SEND crisis: 6000+ SEND appeals is the ‘new normal’ in a ‘broken system’

SEND crisis: 6000+ SEND appeals is the ‘new normal’ in a ‘broken system'

As many of you will know, the SEND system is in crisis. There are more appeals than ever coming before the Special Educational Needs and Disability First-tier Tribunal (FTT), as more and more parents become conscious of their legal rights.

In previous years, parents were not so aware of their rights in this area, and fewer challenges were made. While the system clearly cannot cope with the current caseload, what this dramatic increase does show, is that all of the work we are doing, spreading knowledge and awareness of parental rights in this area of law is working. However, with Jane McConnell, Lead Judge in the SEND Tribunal stating recently, that 6000+ appeals is not a ‘one off’ but the new ‘normal’, what should parents expect in the months to come? 

A couple of weeks ago a barrister I instruct, Mrs Alice De Coverley, wrote on her Linked In page:

All my SEND tribunal hearings next week have been vacated and adjourned to the Autumn term. All my tribunals last week were vacated and adjourned. All my tribunals, bar one that had already been adjourned twice, the week before that were vacated and adjourned. The system is broken”

Alice De Coverley, SEN barrister

The post was highly commented on, with huge concern shared by a number of professionals as to the magnitude of the delays. “It is out of control” … “the problem is that DFE think the spike is temporary, it’s not,” were just a couple of the comments from an outpouring of frustration at the current system.  

Many parents will sadly be familiar with the latest practice in the Tribunal which come a few days (right up to a few hours) before your child’s tribunal hearing is due to take place: “Due to a lack of judicial availability, X’s Hearing has been adjourned and will be rescheduled at the earliest possible date,” causing upset, stress and additional costs for all involved. The official line is that 50 cases are being stood down per week, but I expect the stats may be even more stark than that.

What can be done?

While professionals grappled with many different ideas to solve/reduce the current ‘broken’ system, concerns were also raised, not only for those cases which had been vacated for the first time, but for those that had been repeatedly vacated, i.e. vacated on the original hearing date, re-listed and then vacated again. For these types of cases, or if your child’s hearing is vacated late in the day, parents should be aware that they can make a complaint to the First-tier Tribunal and seek compensatory costs for their wasted funds (barrister fees, expert witness costs including travel etc). We have recently recovered £4000+ in costs for a case which was removed for the second time (due to lack of judicial availability) at 2.00pm the afternoon before the Hearing.

Excerpted records —
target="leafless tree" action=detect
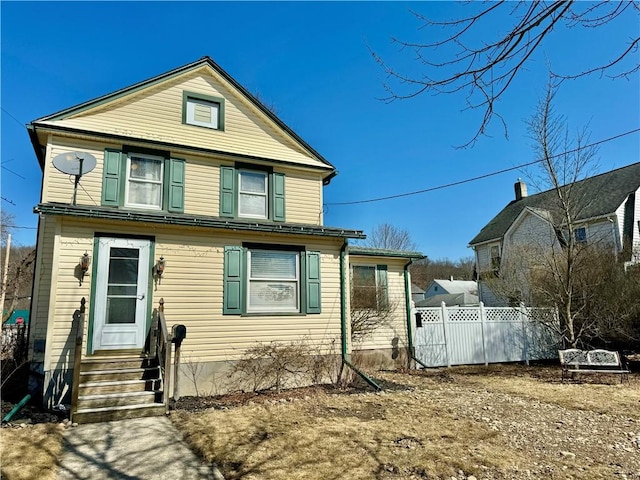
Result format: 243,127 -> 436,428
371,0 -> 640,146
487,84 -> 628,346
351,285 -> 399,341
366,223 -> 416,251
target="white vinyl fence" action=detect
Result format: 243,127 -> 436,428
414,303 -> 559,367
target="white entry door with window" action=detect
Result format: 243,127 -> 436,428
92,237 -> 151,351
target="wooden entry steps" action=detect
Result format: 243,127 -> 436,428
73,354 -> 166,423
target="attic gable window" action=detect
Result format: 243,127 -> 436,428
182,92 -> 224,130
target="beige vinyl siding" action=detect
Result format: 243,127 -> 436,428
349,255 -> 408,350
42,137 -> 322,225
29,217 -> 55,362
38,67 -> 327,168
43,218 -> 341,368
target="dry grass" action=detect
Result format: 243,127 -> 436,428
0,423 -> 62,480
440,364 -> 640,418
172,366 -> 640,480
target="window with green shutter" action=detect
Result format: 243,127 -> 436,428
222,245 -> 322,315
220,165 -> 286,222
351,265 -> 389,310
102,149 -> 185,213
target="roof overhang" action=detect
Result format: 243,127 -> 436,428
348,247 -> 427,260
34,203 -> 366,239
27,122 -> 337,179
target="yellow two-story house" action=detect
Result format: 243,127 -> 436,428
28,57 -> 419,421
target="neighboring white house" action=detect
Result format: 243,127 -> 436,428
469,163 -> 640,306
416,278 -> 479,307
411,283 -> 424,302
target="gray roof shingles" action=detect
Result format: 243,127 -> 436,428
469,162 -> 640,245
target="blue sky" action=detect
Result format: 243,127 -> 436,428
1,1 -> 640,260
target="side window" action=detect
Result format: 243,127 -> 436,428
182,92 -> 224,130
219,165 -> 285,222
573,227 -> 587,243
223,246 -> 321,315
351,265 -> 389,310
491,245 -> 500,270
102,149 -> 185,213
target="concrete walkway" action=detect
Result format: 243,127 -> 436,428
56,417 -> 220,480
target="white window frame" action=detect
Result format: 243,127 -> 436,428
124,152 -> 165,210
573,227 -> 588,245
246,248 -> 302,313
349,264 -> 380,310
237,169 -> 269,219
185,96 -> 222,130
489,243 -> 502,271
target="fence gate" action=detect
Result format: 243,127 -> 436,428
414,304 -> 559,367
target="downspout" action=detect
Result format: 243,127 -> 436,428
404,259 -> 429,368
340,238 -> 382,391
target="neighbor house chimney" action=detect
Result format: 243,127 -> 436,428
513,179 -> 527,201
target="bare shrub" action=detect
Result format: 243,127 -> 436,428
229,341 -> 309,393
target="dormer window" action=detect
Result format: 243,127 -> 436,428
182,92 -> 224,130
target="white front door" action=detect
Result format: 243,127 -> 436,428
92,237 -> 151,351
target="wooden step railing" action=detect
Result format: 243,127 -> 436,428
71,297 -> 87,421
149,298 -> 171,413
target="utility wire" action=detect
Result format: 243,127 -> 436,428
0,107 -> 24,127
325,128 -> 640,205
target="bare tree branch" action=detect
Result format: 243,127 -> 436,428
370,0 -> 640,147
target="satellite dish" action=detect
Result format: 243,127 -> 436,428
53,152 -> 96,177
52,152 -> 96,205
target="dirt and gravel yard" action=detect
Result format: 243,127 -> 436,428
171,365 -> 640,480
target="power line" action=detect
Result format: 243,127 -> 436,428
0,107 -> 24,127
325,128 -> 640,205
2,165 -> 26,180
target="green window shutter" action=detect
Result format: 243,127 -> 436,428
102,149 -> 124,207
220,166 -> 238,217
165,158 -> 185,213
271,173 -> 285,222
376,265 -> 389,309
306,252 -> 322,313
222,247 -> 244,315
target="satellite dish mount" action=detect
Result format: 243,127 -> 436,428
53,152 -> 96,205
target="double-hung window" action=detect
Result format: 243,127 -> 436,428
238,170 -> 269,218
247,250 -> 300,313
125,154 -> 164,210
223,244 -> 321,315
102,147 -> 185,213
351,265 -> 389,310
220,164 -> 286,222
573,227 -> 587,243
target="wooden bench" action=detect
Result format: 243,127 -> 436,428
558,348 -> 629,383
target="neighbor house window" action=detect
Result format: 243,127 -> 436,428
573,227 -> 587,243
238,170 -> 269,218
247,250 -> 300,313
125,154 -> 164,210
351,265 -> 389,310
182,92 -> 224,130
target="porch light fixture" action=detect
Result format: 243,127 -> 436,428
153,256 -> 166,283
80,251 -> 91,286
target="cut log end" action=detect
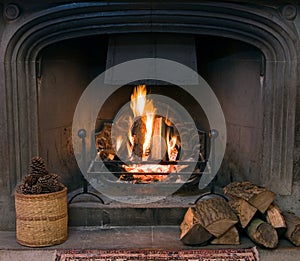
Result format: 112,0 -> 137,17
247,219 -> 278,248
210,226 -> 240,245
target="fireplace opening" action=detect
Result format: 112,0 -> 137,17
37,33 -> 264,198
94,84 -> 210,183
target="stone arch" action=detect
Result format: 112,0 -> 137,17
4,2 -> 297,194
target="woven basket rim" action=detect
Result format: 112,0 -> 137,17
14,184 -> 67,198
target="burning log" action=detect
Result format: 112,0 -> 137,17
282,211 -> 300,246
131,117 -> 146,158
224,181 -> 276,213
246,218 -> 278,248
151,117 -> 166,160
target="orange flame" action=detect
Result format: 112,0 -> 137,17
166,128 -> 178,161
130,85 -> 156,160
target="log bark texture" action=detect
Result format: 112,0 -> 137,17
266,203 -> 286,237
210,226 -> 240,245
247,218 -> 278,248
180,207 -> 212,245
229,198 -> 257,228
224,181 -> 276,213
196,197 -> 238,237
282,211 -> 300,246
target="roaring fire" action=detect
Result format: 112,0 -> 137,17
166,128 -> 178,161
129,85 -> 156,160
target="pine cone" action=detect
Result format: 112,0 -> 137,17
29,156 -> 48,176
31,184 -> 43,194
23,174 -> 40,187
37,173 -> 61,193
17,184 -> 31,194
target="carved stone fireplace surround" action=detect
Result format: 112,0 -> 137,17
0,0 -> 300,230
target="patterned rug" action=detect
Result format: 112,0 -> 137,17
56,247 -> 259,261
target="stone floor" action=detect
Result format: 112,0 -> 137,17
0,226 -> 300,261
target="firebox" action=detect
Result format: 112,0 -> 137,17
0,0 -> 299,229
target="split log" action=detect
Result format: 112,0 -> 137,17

What you will do —
- 1) Name every effect that the article on the SEND appeals crisis says a last-minute hearing adjournment causes for all involved.
- 2) Resume the article on the SEND appeals crisis, starting after its final sentence about the £4000+ recovered in costs.

Results of the tasks —
- 1) Upset, stress and additional costs.

- 2)
It is widely accepted by those working in this field, that the case management procedures the Tribunal have started to do in the run up to hearings to limit delays, aren’t working. As an example, I received case management directions in one of my cases, setting out everything we needed to do in readiness for our hearing. However the directions were received 10 days after the Order was made and within an hour, we had received another Order vacating the case as we weren’t ‘ready for Hearing’. The parents were essentially penalised for not complying with an Order that they didn’t know existed. 

Parents cannot win at the moment; the system is in crisis.  

Blind hope of settlements

At this time of year, we also have the added complication of phase-transfer cases. Often local authorities have not finalised a child/young person's EHC Plan, despite the legal timeframes (31st March if the transfer is from secondary school to post-16 or 15th February in any other case) and we have hundreds of children/young person’s being left without a school/college placement for September. Fixing multiple appeals on the same day in blind hope that many would settle seems a ludicrous idea to have been adopted by our judiciary.

While at one end of the spectrum, we have cases being pulled from the listings with hardly any notice, causing despair to families, we also have a further difficulty at the other end of the scale. While professionals are working tirelessly on Working Documents and coming to an agreement, applications to vacate are just not being looked at early enough. The vacating of an appeal by consent, which could free up valuable court time, is taking up to a month to process.

For those that do get to a hearing, there are also concerns about the length of time it is currently taking for a decision to be issued. While the aim is to get a decision out within two weeks, that has recently doubled in waiting time - leaving parents anxiously waiting up to a month for their decision.

So, what's the solution? 

The view is that the SEND Tribunal are genuinely open to ideas on how to fix the crisis. 

I have suggested a specific email address is used to prioritise applications to vacate to release the backlog, but it was considered that as a judge still has to approve an order to vacate, and it is the lack of judicial time that is the problem, this would not resolve matters. 

  1. Many professionals, myself included have considered resorting back to the old 20-week timetable for all Appeals against Sections B, F and I. The difficulty is that it is thought that the Tribunal do not have capacity for that either. We’ve essentially switched to a system that was intended to speed things up (from 20 to 12 weeks) which has ended up, quite the opposite.
  2. Mediation is another suggestion, but with limited evidence of the effectiveness of mediation,  particularly in respect of content appeals involving Section I, concerns are understandably raised as to whether this would just result in further delays.
  3. It seems odd to me that every case is given the same case management be it a Refusal to Assess or a complex content appeal. Additionally, the Tribunal (due to a lack of resources) are not clamping down on parties who are not complying with basic Case Management such as not providing bundles, not providing an LA response, etc. This means many cases remain in the system that might otherwise have been struck out, on the basis that there is no reasonable prospect of success. We have had cases where the LA have not filed one document in the whole appeal, yet the Tribunal allowed them to carry on, even allowing them an extra seven weeks to provide their response, which they still failed to do.  Perhaps if the Tribunal (rather than giving unconstructive extensions) issued penalties for late or non-service, we may see more local authorities complying with procedure and the rule of law.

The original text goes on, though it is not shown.